Boundary labeling rows
++++
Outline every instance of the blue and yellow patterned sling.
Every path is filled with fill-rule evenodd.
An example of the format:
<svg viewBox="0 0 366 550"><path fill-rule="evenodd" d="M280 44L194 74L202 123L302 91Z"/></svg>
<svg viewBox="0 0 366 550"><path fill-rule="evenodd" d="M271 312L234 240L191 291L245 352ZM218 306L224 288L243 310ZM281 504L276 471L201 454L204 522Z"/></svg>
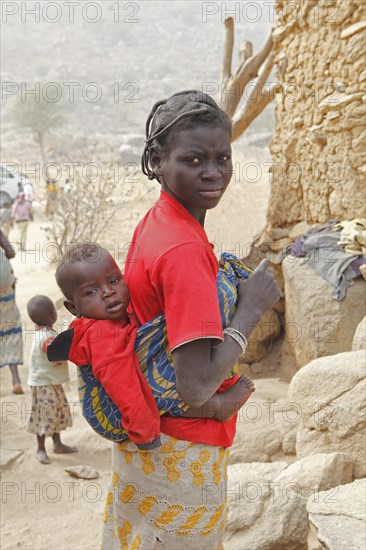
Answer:
<svg viewBox="0 0 366 550"><path fill-rule="evenodd" d="M217 291L224 328L230 323L236 309L237 284L239 280L248 278L250 273L250 269L233 254L224 252L221 255ZM160 414L169 412L173 416L181 415L187 406L177 394L175 371L169 353L163 314L138 329L135 352ZM234 376L236 372L237 366L228 378ZM122 415L93 375L90 365L78 367L78 381L83 416L93 430L110 441L120 442L127 439L127 431L121 426Z"/></svg>

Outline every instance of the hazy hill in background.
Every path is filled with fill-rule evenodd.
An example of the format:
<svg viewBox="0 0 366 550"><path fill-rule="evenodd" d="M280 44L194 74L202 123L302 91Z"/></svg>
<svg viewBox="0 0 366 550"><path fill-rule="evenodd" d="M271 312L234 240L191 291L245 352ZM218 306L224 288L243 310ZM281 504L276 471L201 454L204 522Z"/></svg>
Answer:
++++
→ What is being asked
Lay out the stretch from the line containing "Outline every instance of the hazy" through the end of the rows as a numbered list, leaving out any blank lines.

→ Completed task
1. Outline every instance of the hazy hill in background.
2. Every path is filled with fill-rule evenodd.
3. An example of the format:
4. <svg viewBox="0 0 366 550"><path fill-rule="evenodd" d="M280 44L194 74L202 123L302 91Z"/></svg>
5. <svg viewBox="0 0 366 550"><path fill-rule="evenodd" d="M271 312L234 240L191 291L245 352ZM218 306L224 288L243 310ZM281 504L276 471L201 454L204 522Z"/></svg>
6. Answer:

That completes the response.